ACTIVITY ▸ All that is needed is every record, duplicated exactly.

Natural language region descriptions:
▬▬▬

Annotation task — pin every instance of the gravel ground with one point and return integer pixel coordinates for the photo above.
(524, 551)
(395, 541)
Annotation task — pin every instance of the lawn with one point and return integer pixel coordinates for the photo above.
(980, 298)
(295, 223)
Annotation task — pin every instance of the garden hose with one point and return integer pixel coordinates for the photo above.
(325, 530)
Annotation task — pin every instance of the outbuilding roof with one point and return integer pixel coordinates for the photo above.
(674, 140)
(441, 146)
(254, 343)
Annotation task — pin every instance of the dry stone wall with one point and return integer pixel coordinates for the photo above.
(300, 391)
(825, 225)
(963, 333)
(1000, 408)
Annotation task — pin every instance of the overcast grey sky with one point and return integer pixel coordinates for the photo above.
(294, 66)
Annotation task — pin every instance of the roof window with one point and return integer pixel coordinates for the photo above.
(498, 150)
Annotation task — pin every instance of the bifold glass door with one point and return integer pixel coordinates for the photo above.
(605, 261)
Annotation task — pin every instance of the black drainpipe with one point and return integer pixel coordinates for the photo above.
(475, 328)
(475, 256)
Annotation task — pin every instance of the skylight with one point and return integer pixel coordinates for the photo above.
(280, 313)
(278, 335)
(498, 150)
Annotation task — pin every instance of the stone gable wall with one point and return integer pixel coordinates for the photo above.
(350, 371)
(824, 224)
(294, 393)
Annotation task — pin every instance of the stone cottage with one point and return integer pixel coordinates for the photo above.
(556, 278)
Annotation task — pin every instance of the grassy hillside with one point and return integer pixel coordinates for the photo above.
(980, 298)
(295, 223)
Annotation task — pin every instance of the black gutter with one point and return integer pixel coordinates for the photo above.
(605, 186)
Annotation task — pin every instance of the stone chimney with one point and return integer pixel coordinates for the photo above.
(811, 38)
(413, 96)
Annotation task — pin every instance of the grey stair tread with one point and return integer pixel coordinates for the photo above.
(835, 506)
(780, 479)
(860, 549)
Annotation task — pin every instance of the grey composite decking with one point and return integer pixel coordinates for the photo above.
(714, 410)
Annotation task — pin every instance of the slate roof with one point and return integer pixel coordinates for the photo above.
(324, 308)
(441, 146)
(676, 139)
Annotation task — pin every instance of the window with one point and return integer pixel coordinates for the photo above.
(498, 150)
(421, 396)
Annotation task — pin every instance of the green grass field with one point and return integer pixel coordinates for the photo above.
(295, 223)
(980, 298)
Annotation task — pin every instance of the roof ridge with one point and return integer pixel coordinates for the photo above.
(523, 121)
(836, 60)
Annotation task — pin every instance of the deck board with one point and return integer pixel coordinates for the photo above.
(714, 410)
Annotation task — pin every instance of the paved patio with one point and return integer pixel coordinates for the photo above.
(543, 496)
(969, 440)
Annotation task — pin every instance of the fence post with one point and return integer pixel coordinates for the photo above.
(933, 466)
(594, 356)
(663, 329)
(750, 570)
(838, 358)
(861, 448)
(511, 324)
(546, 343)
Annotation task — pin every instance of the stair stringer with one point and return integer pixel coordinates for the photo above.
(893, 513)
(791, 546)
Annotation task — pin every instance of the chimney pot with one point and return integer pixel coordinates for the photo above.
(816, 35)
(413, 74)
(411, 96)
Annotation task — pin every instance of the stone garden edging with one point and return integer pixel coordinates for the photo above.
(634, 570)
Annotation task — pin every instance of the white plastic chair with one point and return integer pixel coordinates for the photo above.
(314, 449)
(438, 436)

▬▬▬

ANSWER ▸
Annotation task — pin every instance of the gravel ground with one point and return integer pixel coordinates for the photo above.
(524, 551)
(395, 541)
Annotation task — pin every instance of the lawn with one point and return integer pixel coordinates for the photo above.
(980, 298)
(295, 223)
Annotation task — pin every instance of the garden hose with one point and return integer pixel coordinates for the photo above.
(325, 530)
Annotation task — pin every instance of the outbuilding roof with one point and return integer pixel coordinates for the photo above.
(674, 140)
(441, 146)
(254, 343)
Annotation task — pin every instance of the dry stone wall with one point and return integer pixel coordinates for the photo above.
(300, 391)
(825, 225)
(963, 333)
(1000, 408)
Annotation task — pin every instance of the overcast grey sky with one point and return integer pixel coordinates for the photo above.
(294, 66)
Annotation task — pin every instance of the roof window with one point and return integer pixel coordinates for the photo above.
(498, 150)
Annotation task — pin every instance of the bifold glass door with one point and return integer pixel coordinates for the photo above.
(605, 261)
Annotation task — pin every instance of the black drainpipe with one point and return integer pixel coordinates for the photo above.
(475, 328)
(475, 256)
Annotation task — pin every instance of the skylight with one point and return integer pixel coordinates for the photo above.
(280, 313)
(278, 335)
(498, 150)
Annotation task — pin every instance of the stone gable wall with one point and return integer pixel coordinates for the photo above.
(350, 371)
(824, 224)
(294, 393)
Annotation task — pin every instance of the stone cottage with one point and return integer pixel coordinates for the photo above.
(556, 278)
Annotation task — pin every instance of the grassy hillside with one point and return integer pixel coordinates for the photo above.
(980, 298)
(295, 223)
Annotation task — pin every instance of the black gutter with one point and return integer pixel coordinates for the photo above.
(605, 186)
Annotation task — pin every instance of the stone chimney with one point and return integer pixel coordinates for the photo above.
(811, 38)
(413, 96)
Annotation task — pin every instance of the grey stair tread with one point and return integer pixel coordinates for the photo above.
(835, 506)
(780, 479)
(860, 549)
Annotation task — pin every instance of the grey composite decking with one point and return integer pixel coordinates for the photo above.
(714, 410)
Annotation task — pin every instance of the slate roof with one point and return integer pixel coordinates for the photo above.
(324, 308)
(441, 146)
(676, 139)
Annotation task — pin every instance of the window with one point and return integer pixel coordinates for the photo above.
(498, 150)
(421, 396)
Annotation task — pin every instance of the green grass field with one point and return integer pixel coordinates for the photo above.
(295, 223)
(980, 298)
Annotation task — pin every instance of the roof ridge with one point and return integer pixel coordinates for the photo above.
(523, 121)
(836, 60)
Annotation task — pin every instance of the deck board with one point and return integer pixel coordinates for the photo above.
(714, 410)
Annotation task — pin every instance of the paved patio with one point and return integer pixel coordinates for the photo above.
(543, 496)
(969, 440)
Annotation task — pin every instance of the fence post with one point and return integer pixel coordinates for the photo above.
(933, 466)
(594, 356)
(663, 329)
(750, 570)
(838, 358)
(861, 448)
(511, 324)
(546, 343)
Annotation task — pin every instance of the stair stringer with one point and return integer pixel coordinates for the photo above.
(893, 513)
(791, 546)
Annotation task — pin every instance of the chimney pot with one point and return integer pixel coordinates for the photo above.
(816, 35)
(413, 74)
(411, 96)
Annotation task — pin every instance of the stone garden edging with one point and return integer pixel coordinates for the photo above.
(634, 570)
Annotation task — pin every instance of the white plastic chair with one point and return integer pixel coordinates for the photo above.
(314, 449)
(438, 436)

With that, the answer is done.